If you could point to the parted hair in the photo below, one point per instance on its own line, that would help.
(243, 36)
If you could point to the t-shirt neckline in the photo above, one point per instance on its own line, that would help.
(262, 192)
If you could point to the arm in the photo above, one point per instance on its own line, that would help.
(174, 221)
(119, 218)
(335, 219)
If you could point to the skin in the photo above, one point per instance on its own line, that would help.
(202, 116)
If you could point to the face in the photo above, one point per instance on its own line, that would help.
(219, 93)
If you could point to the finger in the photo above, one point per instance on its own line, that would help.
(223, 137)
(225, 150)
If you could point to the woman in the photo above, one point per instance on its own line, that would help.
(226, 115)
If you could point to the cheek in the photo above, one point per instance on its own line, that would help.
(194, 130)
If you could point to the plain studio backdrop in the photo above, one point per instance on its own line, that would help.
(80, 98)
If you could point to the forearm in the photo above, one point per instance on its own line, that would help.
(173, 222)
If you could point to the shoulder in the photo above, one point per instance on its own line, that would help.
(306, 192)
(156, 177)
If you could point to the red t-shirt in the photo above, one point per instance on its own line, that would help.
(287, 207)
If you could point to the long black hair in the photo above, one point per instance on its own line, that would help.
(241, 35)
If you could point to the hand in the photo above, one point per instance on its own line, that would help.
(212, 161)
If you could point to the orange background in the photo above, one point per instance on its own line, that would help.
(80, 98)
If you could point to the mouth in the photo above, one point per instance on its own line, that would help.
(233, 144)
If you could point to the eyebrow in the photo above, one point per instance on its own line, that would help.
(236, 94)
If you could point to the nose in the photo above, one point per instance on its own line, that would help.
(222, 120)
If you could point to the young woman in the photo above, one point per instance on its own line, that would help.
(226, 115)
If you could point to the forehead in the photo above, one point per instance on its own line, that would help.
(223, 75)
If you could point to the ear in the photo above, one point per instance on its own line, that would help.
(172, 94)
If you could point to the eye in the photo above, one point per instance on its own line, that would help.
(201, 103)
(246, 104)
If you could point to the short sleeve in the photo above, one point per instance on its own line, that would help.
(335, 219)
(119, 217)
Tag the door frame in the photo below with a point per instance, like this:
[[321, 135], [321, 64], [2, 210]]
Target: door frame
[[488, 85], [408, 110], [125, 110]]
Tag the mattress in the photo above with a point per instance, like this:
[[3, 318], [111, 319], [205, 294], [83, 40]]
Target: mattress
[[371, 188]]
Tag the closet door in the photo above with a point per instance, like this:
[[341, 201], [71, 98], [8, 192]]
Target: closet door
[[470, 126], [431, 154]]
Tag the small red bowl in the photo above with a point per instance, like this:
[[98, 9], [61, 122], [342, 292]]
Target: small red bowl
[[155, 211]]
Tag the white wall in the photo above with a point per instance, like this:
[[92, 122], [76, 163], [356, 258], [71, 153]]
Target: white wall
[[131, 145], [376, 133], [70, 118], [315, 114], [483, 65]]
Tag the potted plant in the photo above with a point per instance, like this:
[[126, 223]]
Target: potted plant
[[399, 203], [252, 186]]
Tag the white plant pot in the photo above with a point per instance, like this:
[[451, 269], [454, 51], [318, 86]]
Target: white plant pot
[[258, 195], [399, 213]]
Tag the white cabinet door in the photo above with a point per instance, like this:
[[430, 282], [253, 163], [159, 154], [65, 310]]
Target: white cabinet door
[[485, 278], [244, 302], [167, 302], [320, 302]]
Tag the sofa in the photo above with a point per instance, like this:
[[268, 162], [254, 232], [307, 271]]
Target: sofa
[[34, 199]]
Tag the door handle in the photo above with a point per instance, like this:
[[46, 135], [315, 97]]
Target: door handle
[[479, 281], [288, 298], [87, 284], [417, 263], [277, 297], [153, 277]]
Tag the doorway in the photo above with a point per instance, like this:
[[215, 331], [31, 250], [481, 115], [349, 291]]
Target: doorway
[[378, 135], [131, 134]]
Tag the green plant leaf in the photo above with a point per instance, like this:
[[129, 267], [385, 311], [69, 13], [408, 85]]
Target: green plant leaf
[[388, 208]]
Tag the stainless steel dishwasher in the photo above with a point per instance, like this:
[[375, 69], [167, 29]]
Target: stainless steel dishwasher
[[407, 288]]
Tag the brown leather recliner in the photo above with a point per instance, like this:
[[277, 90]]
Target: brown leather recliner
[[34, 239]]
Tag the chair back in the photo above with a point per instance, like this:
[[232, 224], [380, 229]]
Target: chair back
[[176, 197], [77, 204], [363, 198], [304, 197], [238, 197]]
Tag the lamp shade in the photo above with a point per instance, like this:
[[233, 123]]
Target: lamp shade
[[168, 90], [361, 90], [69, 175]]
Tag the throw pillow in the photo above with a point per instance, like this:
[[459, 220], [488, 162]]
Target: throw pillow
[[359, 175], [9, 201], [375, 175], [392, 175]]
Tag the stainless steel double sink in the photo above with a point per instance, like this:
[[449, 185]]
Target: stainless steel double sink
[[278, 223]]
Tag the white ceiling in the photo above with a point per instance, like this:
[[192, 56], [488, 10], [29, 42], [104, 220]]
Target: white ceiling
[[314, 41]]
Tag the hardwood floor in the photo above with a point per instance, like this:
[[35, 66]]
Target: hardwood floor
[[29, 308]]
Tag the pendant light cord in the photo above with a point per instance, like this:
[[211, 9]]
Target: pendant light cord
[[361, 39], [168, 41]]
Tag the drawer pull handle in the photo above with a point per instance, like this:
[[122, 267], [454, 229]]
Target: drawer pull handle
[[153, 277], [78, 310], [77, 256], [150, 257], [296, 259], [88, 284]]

☆ ☆ ☆

◆ **TASK ITEM**
Go through the records above and copy each one exactly.

◆ **YOUR RESPONSE**
If you could point to the parted hair in the photo below, one point per instance on its own line, that would help.
(243, 36)
If you could point to the t-shirt neckline in the photo above, one point per instance on its own line, that would help.
(262, 192)
If you could point to the arm in the photo above, one point per instance on its own line, that would help.
(174, 221)
(119, 218)
(335, 219)
If you could point to the skin in the photo above, one point per instance on its own line, that would help.
(202, 116)
If you could point to the face in the photo above, one point per instance on its own line, that would help.
(219, 93)
If you could point to the finger in the photo above, one point per instance on its own line, that would help.
(223, 137)
(225, 150)
If you could point to the woman in the photo above, one point per instance on its own line, that would help.
(226, 115)
If you could point to the cheek in the photo above, one point per instance on its own line, that would help.
(194, 130)
If you could point to the plain studio backdrop in the photo above, one point per instance on its own line, that would help.
(80, 98)
If you could point to the forearm in the photo above, one point per instance on its own line, that would help.
(173, 222)
If you could point to the shoulder in the photo above, one point per instance on its own line, that would help.
(306, 192)
(156, 177)
If you could point to the red t-shirt in the photo above, one point per instance on its own line, that would help.
(287, 207)
If you could point to the long black hair in the photo above, one point per instance on its own line, that would help.
(241, 35)
If you could point to the hand in the photo above, one point per instance on its own line, that would help.
(212, 161)
If you could point to the orange background in the photo above, one point per instance on its own line, that would help.
(80, 98)
If you could point to the mouth in the photo above, one point per instance on its own line, that would help.
(233, 144)
If you could point to the eyebrow in the photo above, one point per instance on its own line, that would help.
(236, 94)
If you could point to the nose in the photo above, one point per instance on its own line, that would help.
(222, 120)
If you could point to the young woman in the photo above, one point per instance on its own line, that would help.
(226, 115)
If you could point to the forehead in the photo above, one point per instance on its own line, that would help.
(223, 75)
If you could point to the ear in the photo above, one point per instance on its own line, that would help.
(172, 94)
If you could point to the eye in the photo above, one point per instance on its own line, that would help.
(201, 103)
(246, 104)
If you could point to the short sleeve in the photo above, one point per instance on its own line, that would help.
(335, 219)
(119, 217)
Tag the door frame in the photo below with a point per instance, like this:
[[321, 135], [321, 64], [2, 210]]
Target: door frame
[[488, 85], [408, 110], [125, 110]]
Tag the mattress in the photo above with a point per instance, like this:
[[3, 318], [111, 319], [205, 294], [83, 40]]
Target: mattress
[[371, 188]]
Tag the closet door in the photo above with a point per instance, like this:
[[341, 201], [71, 98], [8, 192]]
Target: closet door
[[470, 126], [431, 154]]
Tag the small red bowl in the photo above with a point per instance, like this:
[[98, 9], [61, 122], [342, 292]]
Target: small red bowl
[[155, 211]]
Tag the white wall in the photo above with a point per instance, like this:
[[92, 122], [76, 163], [356, 258], [71, 153]]
Target: white wall
[[131, 145], [376, 133], [70, 118], [315, 114], [483, 65]]
Tag the potted plant in the photo above with a point per instance, like this:
[[126, 223]]
Target: potted plant
[[399, 203], [252, 186]]
Tag the white plant pot in the photo above with a point per instance, like this:
[[451, 269], [454, 51], [318, 86]]
Target: white plant pot
[[258, 195], [399, 213]]
Tag the white cabinet door in the photo above with a point per instance, like this:
[[430, 282], [253, 163], [159, 154], [65, 310]]
Target: white cabinet door
[[485, 278], [244, 302], [167, 302], [320, 302]]
Tag the sofa in the photo above with a point per instance, like this:
[[268, 162], [254, 232], [307, 271]]
Target: sofa
[[34, 199]]
Tag the door handle in the photo above with a point per instance, like this:
[[46, 135], [315, 97]]
Target: door handle
[[479, 281], [288, 298], [87, 284], [417, 263], [277, 297], [153, 277]]
Tag the doorway in the photo above with a point per instance, like this:
[[215, 331], [31, 250], [481, 115], [349, 291]]
Target: doorway
[[378, 135], [131, 134]]
Tag the green plant leaf in the photo above with a point per instance, like this:
[[129, 267], [385, 311], [69, 13], [408, 85]]
Target: green plant leaf
[[388, 208]]
Tag the stainless steel dishwasher in the photo above with a point per instance, like this:
[[375, 69], [167, 29]]
Target: stainless steel dishwasher
[[407, 288]]
Tag the brown leather recliner in the photo above with a point per instance, like this:
[[277, 90]]
Target: brown leather recliner
[[34, 239]]
Tag the chair back in the photo above with a point per instance, like this:
[[232, 224], [380, 229]]
Target: chair back
[[176, 197], [77, 204], [363, 198], [304, 197], [238, 197]]
Tag the lamp shade in the photo above with a point per instance, like this:
[[233, 123]]
Target: lamp shade
[[168, 90], [361, 90], [69, 175]]
Tag the throw pillow in the photo above with a point per instance, like this:
[[459, 220], [488, 162]]
Target: throw pillow
[[359, 175], [9, 201], [375, 175], [392, 175]]
Tag the stainless steel double sink in the photo above with a point per instance, like this:
[[449, 185]]
Target: stainless steel double sink
[[278, 223]]
Tag the white ceiling in the photo above with a point per instance, like this:
[[192, 56], [488, 10], [29, 42], [104, 220]]
Target: white ceiling
[[314, 41]]
Tag the hardwood floor in the photo above with a point per instance, like this:
[[35, 66]]
Target: hardwood floor
[[29, 308]]
Tag the pendant light cord in the photo above with a point per instance, like this:
[[211, 9]]
Target: pendant light cord
[[361, 39], [168, 41]]
Tag the drawer pull handle in the photo above with a point per instance, like this:
[[122, 267], [454, 229]]
Target: drawer pull handle
[[153, 277], [78, 310], [77, 256], [150, 257], [296, 259], [88, 284]]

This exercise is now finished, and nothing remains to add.